• **Exercise materials**
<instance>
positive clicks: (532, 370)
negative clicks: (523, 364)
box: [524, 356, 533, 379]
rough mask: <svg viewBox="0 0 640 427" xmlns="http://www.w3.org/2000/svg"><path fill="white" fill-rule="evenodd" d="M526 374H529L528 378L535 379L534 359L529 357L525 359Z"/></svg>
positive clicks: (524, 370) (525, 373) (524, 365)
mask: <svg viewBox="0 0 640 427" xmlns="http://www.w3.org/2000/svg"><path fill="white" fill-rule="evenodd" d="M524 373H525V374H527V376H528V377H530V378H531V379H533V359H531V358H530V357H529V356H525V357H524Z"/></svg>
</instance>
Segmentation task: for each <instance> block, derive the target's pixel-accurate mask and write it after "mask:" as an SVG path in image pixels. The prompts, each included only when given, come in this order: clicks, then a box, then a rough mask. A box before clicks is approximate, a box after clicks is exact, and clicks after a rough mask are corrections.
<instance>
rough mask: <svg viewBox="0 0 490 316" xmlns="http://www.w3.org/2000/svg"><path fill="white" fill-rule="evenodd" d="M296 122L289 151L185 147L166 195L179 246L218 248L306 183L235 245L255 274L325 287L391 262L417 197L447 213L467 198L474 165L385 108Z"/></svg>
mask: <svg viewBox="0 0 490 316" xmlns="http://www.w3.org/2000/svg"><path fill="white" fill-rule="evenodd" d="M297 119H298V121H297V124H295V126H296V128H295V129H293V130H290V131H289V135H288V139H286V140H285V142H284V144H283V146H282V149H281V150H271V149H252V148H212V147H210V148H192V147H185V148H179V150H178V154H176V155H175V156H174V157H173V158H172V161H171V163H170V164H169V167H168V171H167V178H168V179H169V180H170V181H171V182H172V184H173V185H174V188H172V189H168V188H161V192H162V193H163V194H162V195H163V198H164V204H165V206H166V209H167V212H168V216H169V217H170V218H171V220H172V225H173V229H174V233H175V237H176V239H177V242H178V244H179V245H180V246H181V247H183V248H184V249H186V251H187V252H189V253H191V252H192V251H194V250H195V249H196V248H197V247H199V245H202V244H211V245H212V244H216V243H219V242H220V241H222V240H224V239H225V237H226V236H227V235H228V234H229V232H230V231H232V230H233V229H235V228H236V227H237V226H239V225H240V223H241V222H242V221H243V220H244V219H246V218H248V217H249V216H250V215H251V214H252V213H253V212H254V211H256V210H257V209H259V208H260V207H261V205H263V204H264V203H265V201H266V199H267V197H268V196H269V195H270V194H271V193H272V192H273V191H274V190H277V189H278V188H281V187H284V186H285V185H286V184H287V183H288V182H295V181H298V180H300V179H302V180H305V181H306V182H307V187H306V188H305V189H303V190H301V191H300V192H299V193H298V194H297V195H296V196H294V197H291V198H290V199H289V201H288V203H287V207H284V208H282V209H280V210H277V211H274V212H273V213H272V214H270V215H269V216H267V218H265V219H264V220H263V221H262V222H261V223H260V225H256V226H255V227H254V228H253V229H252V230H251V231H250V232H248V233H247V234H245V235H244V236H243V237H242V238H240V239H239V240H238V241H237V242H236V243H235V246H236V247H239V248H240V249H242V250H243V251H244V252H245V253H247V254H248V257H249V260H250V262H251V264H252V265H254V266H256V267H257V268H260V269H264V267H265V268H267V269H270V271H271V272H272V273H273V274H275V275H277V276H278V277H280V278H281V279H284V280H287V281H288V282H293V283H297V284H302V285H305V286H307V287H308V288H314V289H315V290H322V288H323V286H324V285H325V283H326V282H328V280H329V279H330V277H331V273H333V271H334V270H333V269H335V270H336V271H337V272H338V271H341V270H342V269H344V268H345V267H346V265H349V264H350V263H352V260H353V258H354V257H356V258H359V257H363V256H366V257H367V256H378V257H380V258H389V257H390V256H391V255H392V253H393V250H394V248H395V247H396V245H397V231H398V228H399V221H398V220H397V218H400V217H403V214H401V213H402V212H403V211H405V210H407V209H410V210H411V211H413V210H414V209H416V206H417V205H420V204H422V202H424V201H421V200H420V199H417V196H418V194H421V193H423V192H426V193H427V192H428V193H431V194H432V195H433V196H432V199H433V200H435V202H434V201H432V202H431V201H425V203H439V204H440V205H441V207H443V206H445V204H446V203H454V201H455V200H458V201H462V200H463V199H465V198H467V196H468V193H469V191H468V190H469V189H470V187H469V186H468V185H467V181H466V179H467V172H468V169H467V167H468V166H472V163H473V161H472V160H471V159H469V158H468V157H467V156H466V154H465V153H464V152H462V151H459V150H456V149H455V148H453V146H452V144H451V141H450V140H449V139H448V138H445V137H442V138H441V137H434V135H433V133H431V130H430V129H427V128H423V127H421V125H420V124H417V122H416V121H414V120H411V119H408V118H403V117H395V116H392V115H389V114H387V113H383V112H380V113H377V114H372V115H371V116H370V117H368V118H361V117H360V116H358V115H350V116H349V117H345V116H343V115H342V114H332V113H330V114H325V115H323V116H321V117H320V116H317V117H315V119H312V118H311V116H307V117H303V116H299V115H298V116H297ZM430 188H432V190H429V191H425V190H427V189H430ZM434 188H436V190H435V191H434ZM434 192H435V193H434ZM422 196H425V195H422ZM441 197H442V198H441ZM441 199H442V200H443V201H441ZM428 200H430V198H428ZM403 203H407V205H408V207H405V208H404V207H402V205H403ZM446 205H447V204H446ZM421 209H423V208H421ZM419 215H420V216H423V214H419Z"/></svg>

• **Exercise directions**
Reproduce the listing above line for line, without changing a single character.

• **Result**
<instance>
positive clicks: (532, 370)
negative clicks: (523, 364)
box: [524, 356, 533, 379]
rough mask: <svg viewBox="0 0 640 427" xmlns="http://www.w3.org/2000/svg"><path fill="white" fill-rule="evenodd" d="M526 374H529L528 378L535 379L534 359L529 357L525 359Z"/></svg>
positive clicks: (524, 370) (525, 373) (524, 365)
mask: <svg viewBox="0 0 640 427" xmlns="http://www.w3.org/2000/svg"><path fill="white" fill-rule="evenodd" d="M524 373H525V374H527V376H528V377H530V378H531V379H533V359H531V358H530V357H529V356H525V357H524Z"/></svg>
</instance>
Segmentation task: for each <instance> block, derive the target's pixel-accurate mask and write it after "mask:" as an SVG path in image pixels. The prompts, each included only when given, come in this order: clicks, then a box, then a rough mask. A box before clicks is approximate, a box after clicks is exact, and clicks after a rough mask are corrections.
<instance>
rough mask: <svg viewBox="0 0 490 316" xmlns="http://www.w3.org/2000/svg"><path fill="white" fill-rule="evenodd" d="M296 122L289 151L185 147L166 195L179 246L218 248L306 183L235 245L255 274L325 287L391 262L417 197L447 213L467 198L474 165L385 108Z"/></svg>
mask: <svg viewBox="0 0 490 316" xmlns="http://www.w3.org/2000/svg"><path fill="white" fill-rule="evenodd" d="M297 119H298V121H297V124H295V126H296V128H295V129H293V130H290V131H289V135H288V139H286V140H285V142H284V144H283V146H282V149H281V150H271V149H252V148H212V147H210V148H192V147H185V148H179V150H178V154H176V155H175V156H174V157H173V158H172V161H171V163H170V164H169V167H168V171H167V178H168V179H169V180H170V181H171V182H172V184H173V185H174V188H172V189H168V188H161V192H162V193H163V194H162V195H163V198H164V204H165V206H166V209H167V212H168V216H169V217H170V218H171V220H172V225H173V229H174V233H175V237H176V239H177V242H178V244H179V245H180V246H181V247H183V248H184V249H186V251H187V252H189V253H191V252H192V251H194V250H195V249H196V248H197V247H199V245H202V244H211V245H212V244H216V243H219V242H220V241H222V240H224V239H225V237H226V236H227V235H228V234H229V232H230V231H232V230H233V229H235V228H236V227H237V226H239V225H240V223H241V222H242V221H243V220H244V219H246V218H248V217H249V216H250V215H251V214H252V213H253V212H254V211H256V210H257V209H259V208H260V207H261V205H263V204H264V203H265V201H266V199H267V197H268V196H269V195H270V194H271V193H272V192H273V191H274V190H277V189H278V188H281V187H284V186H285V185H286V184H287V183H288V182H295V181H298V180H300V179H302V180H305V181H306V182H307V187H306V188H305V189H303V190H301V191H300V192H299V193H298V194H297V195H296V196H294V197H291V198H290V199H289V201H288V203H287V207H284V208H282V209H280V210H277V211H274V212H273V213H272V214H270V215H269V216H267V218H265V219H264V220H263V221H262V222H261V223H260V225H256V226H255V227H254V228H253V229H252V230H251V231H250V232H248V233H247V234H245V235H244V236H243V237H242V238H240V239H239V240H238V241H237V242H236V243H235V246H236V247H239V248H240V249H242V250H243V251H244V252H245V253H247V254H248V257H249V260H250V262H251V264H252V265H254V266H256V267H257V268H260V269H264V267H265V268H267V269H270V271H271V272H272V273H273V274H275V275H277V276H278V277H280V278H281V279H284V280H287V281H288V282H293V283H297V284H302V285H305V286H307V287H308V288H314V289H315V290H322V288H323V286H324V285H325V283H326V282H328V280H329V279H330V277H331V273H333V271H334V270H333V269H335V270H336V271H337V272H338V271H341V270H342V269H344V268H345V267H346V265H349V264H350V263H352V260H353V258H354V257H356V258H359V257H363V256H366V257H367V256H378V257H380V258H389V257H390V256H391V255H392V253H393V250H394V248H395V247H396V245H397V231H398V228H399V221H398V220H397V218H400V217H403V214H401V213H402V212H403V211H405V210H407V209H410V210H411V211H413V210H414V209H416V206H417V205H420V204H422V202H424V201H421V200H420V199H417V196H418V194H421V193H423V192H426V193H427V192H428V193H431V194H432V195H433V196H432V199H433V200H435V202H434V201H432V202H431V201H425V203H439V204H440V205H441V207H443V206H445V204H446V203H454V201H455V200H458V201H462V200H463V199H465V198H467V196H468V193H469V191H468V190H469V189H470V187H469V186H468V185H467V181H466V179H467V172H468V169H467V167H468V166H472V163H473V161H472V160H471V159H469V158H468V157H467V156H466V154H465V153H464V152H462V151H459V150H456V149H455V148H453V146H452V144H451V141H450V140H449V139H448V138H445V137H442V138H441V137H434V135H433V133H431V130H430V129H427V128H423V127H421V125H420V124H417V122H416V121H414V120H411V119H408V118H403V117H395V116H392V115H389V114H387V113H383V112H380V113H377V114H372V115H371V116H370V117H368V118H361V117H360V116H358V115H350V116H349V117H345V116H343V115H342V114H332V113H330V114H325V115H323V116H321V117H320V116H317V117H315V119H312V118H311V116H307V117H303V116H299V115H298V116H297ZM430 188H432V190H429V191H425V190H427V189H430ZM434 188H436V190H435V191H434ZM434 192H435V193H434ZM422 196H425V195H422ZM441 197H442V198H441ZM441 199H442V200H443V201H441ZM428 200H430V198H428ZM403 203H407V205H408V207H405V208H404V207H402V205H403ZM446 205H447V204H446ZM421 209H423V208H421ZM419 215H420V216H423V214H419Z"/></svg>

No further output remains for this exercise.